This is a class about the kinds of knowledge held by different material spaces, and the kinds of racialized and gendered experiences of memory made available by a given space.  It is also a class about media, and how experiences of identity are made more possible or impossible by media forms. What, like the earth, might a medium hold?  Why do so many scholars and artists want us to think about the earth itself as a recording device? What does that analogy reveal about conceptions of the environment and of technology?

Hybrid Forms

The non-traditional texts of writers like Claudia Rankine, Maggie Nelson, Viet Thanh Nguyen and Alison Bechdel have garnered great success that has introduced new audiences to the world of hybrid forms. Through close reading and a study of works at the apex of literary deconstruction, we will erase the lines drawn between poetry and prose, image and memoir, percentage graph and fiction and will embark on an expedition through contemporary hybrid texts, asking what dictates how we define genre.

Decolonial Love

In this upper-level course, we will read literary and theoretical texts that, although loosely grouped in terms of period, geography, and style, are all driven by the same set of questions:  Is decolonial love possible? What does it look and feel like?  We will read scholars and writers who describe the ways that imperialism, capitalism, racism, and heteropatriarchy structure conventional ways of loving, caring, and forming social bonds, as well as conventional ways of telling stories and writing novels.

Writing the Novella

An advanced writing workshop devoted to the reading and writing of novellas. We will study such novellas as Tolstoy’s The Death of Ivan Ilyich, Jane Smiley’s The Age of Grief, and Saul Bellow’s Seize the Day, in order to get a sense of the parameters and scope of this in-between form. Students will write up to ten pages per week with the aim of composing and revising a work of 70-80 pages by the end of the semester.

____

■ **TASK LIST**
A – Copy the course descriptions from "The non-traditional texts" to "we define genre.".
B – List each line in the listing that contains the word "distant".
The course descriptions and the listing have no connection to each other.

Excerpts from location labeling data

____

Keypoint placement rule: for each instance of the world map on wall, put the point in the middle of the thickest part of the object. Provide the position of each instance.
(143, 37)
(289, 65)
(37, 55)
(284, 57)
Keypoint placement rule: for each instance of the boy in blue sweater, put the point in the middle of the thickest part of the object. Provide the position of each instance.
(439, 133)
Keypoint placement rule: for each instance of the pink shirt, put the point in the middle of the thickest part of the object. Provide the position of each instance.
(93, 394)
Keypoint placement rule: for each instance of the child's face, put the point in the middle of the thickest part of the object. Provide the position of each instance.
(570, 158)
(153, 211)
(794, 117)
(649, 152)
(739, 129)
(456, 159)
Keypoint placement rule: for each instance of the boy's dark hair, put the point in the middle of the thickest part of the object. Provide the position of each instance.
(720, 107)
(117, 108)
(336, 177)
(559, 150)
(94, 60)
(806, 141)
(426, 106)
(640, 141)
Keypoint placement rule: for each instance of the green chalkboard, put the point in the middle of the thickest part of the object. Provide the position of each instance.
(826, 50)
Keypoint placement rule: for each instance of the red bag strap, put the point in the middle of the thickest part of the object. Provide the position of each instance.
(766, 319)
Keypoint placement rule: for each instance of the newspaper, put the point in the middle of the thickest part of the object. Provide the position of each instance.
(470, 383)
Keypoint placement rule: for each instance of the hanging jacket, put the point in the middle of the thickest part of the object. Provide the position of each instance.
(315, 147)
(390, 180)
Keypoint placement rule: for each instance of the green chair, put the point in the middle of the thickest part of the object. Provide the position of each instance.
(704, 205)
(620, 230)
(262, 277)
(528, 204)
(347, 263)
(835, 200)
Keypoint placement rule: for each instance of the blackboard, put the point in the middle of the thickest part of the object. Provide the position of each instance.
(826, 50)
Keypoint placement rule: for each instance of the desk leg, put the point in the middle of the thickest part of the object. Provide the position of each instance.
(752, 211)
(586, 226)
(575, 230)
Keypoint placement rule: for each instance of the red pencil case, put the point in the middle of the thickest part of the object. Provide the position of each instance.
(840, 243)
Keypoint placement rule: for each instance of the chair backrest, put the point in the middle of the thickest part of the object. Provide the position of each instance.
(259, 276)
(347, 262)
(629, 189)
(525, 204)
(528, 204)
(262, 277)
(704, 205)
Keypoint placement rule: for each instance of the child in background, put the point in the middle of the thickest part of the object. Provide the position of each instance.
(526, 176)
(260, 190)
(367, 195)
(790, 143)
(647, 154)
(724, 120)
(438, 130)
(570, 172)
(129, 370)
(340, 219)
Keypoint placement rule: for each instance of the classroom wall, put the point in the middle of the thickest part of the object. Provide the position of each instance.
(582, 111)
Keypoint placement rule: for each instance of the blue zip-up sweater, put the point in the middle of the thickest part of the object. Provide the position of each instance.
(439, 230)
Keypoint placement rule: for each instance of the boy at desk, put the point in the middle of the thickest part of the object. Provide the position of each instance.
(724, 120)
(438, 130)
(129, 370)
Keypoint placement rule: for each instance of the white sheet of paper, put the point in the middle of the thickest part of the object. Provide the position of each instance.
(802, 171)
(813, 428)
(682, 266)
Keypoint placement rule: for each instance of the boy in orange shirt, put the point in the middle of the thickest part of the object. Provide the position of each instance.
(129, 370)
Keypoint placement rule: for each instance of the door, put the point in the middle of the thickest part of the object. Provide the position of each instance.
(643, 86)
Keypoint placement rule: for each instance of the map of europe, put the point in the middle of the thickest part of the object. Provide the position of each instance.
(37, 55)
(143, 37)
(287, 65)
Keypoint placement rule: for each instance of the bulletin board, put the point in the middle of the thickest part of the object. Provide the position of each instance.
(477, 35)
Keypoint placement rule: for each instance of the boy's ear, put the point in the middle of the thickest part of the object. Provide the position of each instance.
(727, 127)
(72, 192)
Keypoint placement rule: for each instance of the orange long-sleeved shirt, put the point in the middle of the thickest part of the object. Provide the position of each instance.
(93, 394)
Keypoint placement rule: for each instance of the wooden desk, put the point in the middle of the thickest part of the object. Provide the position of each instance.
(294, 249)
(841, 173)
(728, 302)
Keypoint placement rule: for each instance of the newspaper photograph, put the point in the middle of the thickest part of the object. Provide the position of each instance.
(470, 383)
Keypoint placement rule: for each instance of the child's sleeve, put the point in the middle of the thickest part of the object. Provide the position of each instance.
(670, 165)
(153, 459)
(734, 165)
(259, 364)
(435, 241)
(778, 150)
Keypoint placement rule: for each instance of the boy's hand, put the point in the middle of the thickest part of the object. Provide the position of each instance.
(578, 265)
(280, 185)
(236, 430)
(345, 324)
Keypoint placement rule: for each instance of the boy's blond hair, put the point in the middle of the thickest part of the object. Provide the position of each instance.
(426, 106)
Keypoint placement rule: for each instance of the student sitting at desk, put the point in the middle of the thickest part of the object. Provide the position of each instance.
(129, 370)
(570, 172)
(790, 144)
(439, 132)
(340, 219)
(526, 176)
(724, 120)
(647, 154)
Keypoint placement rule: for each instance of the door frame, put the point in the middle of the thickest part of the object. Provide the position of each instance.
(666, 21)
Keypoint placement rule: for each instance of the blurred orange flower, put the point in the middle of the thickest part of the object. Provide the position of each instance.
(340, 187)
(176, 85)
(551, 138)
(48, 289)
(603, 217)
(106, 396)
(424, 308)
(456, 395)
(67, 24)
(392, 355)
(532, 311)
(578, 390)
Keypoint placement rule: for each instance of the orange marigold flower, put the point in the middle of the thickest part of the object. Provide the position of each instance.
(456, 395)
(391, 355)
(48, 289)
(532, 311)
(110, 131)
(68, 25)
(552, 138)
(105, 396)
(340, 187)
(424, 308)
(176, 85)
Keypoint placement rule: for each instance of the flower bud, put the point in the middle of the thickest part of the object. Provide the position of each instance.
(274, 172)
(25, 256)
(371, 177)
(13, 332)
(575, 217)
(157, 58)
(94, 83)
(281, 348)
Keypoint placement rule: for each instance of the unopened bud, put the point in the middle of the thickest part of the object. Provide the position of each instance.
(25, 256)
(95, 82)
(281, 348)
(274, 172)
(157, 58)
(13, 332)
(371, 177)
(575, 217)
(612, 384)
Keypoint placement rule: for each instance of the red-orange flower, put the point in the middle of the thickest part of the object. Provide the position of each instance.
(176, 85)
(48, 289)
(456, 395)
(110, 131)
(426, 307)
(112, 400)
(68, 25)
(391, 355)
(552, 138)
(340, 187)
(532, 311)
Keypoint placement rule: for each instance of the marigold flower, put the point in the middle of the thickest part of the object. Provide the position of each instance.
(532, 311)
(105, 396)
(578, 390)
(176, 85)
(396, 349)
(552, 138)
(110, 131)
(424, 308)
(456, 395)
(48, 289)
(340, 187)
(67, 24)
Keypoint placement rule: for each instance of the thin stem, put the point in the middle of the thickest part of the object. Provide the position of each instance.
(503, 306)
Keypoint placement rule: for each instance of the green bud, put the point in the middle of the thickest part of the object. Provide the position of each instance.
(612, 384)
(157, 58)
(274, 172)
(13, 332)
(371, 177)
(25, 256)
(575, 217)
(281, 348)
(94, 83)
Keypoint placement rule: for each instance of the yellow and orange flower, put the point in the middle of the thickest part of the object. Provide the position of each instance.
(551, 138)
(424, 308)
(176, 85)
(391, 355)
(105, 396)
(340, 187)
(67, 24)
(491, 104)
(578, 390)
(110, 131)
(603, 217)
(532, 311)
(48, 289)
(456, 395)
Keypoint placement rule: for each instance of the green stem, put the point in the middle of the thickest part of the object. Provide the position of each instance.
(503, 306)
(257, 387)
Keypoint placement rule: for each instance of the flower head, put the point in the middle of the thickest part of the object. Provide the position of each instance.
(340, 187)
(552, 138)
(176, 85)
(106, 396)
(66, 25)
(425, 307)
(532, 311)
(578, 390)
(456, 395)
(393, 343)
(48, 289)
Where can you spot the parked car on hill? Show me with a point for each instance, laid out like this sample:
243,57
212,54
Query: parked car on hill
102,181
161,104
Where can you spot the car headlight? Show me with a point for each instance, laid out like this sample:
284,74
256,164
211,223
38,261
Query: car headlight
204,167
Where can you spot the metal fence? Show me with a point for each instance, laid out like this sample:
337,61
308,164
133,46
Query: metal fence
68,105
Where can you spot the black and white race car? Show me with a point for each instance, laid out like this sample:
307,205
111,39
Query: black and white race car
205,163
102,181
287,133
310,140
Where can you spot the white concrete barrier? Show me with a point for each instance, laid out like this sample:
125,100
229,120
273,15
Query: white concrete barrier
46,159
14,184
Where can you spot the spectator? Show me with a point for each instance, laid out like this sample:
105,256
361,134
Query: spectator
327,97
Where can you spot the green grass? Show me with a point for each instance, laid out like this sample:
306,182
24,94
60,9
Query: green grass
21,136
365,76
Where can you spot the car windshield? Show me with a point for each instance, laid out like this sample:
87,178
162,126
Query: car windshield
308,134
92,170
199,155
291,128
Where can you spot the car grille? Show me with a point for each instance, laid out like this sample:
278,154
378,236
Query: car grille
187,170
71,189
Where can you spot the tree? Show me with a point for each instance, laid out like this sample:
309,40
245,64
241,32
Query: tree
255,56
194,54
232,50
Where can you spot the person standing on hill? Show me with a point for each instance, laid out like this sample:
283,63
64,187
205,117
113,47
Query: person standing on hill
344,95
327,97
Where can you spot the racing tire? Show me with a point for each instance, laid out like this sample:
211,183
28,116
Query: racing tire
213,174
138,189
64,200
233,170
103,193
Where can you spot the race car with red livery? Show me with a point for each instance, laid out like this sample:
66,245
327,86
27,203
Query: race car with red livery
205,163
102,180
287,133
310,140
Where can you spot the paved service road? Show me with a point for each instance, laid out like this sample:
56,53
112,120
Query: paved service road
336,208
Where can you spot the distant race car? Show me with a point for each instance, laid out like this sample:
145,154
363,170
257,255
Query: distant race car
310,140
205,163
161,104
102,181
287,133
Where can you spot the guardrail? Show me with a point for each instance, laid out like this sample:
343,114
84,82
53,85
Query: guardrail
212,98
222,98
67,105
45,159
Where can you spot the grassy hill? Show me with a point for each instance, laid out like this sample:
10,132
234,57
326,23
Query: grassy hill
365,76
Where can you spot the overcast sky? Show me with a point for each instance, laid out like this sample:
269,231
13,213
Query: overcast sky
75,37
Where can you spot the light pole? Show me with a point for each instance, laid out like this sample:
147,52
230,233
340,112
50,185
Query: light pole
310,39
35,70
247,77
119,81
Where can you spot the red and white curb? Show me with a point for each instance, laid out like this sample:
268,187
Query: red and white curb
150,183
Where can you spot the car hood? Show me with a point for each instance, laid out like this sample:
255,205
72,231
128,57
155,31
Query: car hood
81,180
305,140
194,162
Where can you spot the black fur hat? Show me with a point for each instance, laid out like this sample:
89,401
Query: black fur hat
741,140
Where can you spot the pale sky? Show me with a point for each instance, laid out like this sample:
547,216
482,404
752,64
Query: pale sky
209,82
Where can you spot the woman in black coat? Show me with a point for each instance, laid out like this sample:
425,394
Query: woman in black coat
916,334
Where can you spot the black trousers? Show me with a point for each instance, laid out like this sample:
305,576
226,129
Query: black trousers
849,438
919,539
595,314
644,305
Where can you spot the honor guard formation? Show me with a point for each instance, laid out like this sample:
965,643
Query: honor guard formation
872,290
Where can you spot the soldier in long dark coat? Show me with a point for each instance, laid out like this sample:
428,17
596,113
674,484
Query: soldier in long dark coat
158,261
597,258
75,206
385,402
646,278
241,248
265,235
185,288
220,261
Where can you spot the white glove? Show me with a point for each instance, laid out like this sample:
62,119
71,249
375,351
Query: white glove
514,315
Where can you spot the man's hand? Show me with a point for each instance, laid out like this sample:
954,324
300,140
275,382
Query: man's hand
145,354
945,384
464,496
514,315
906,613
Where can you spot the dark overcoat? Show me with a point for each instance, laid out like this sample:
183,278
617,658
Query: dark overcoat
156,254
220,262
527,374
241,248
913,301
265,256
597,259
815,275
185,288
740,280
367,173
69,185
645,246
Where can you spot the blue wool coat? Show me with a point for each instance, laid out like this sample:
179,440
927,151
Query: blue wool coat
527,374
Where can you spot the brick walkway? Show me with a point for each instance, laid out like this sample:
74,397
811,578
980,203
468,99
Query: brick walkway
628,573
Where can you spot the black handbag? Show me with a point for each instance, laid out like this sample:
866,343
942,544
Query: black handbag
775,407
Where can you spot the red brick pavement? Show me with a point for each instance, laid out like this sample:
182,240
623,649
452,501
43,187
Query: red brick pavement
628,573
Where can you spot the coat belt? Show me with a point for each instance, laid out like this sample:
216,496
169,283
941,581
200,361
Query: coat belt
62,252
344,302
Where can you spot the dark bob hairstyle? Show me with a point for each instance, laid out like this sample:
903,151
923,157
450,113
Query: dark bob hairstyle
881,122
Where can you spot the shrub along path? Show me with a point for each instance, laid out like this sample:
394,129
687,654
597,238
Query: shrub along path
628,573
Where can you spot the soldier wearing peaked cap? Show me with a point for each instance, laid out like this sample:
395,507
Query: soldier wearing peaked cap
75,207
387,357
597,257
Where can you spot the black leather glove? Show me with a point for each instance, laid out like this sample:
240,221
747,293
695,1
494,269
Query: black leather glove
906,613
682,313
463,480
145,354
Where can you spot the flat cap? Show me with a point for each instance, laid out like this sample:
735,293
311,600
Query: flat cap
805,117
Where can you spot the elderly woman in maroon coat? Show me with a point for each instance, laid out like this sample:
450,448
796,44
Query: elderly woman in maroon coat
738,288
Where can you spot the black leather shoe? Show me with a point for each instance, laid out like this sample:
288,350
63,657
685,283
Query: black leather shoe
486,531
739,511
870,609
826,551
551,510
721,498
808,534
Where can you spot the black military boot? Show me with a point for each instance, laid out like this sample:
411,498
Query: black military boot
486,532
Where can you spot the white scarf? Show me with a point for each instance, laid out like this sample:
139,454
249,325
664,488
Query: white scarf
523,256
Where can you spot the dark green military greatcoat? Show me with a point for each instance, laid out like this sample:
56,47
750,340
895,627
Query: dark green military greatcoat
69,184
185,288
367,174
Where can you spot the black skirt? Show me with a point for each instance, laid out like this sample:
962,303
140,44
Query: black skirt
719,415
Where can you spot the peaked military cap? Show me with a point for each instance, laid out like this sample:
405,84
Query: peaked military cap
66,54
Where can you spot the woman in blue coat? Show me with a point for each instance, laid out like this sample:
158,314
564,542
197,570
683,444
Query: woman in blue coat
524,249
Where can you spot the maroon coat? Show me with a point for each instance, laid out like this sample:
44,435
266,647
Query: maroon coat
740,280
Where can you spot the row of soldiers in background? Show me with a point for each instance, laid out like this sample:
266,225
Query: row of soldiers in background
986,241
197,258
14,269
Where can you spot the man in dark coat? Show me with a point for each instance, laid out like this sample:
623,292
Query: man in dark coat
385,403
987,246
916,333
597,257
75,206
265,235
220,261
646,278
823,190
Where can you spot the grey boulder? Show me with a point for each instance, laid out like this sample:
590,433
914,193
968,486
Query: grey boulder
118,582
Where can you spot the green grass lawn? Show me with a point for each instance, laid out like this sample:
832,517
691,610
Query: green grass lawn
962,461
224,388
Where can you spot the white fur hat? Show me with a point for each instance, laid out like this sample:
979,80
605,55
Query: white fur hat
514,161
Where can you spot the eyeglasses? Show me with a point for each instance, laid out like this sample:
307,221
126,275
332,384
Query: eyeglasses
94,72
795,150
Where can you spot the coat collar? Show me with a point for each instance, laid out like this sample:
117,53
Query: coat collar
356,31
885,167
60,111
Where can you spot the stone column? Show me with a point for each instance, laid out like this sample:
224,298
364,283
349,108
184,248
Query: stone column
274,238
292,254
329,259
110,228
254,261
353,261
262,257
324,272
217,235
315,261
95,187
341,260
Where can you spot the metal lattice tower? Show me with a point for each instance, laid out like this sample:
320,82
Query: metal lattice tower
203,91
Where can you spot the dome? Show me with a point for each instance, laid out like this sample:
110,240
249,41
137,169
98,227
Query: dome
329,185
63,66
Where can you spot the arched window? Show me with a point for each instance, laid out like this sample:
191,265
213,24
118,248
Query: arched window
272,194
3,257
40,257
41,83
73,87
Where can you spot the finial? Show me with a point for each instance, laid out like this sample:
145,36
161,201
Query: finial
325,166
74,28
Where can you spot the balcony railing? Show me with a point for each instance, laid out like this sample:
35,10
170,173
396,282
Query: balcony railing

____

■ **RESPONSES IN ORDER**
A –
The non-traditional texts of writers like Claudia Rankine, Maggie Nelson, Viet Thanh Nguyen and Alison Bechdel have garnered great success that has introduced new audiences to the world of hybrid forms. Through close reading and a study of works at the apex of literary deconstruction, we will erase the lines drawn between poetry and prose, image and memoir, percentage graph and fiction and will embark on an expedition through contemporary hybrid texts, asking what dictates how we define genre.

B –
Where can you spot the distant race car? Show me with a point for each instance, laid out like this sample:
Query: distant race car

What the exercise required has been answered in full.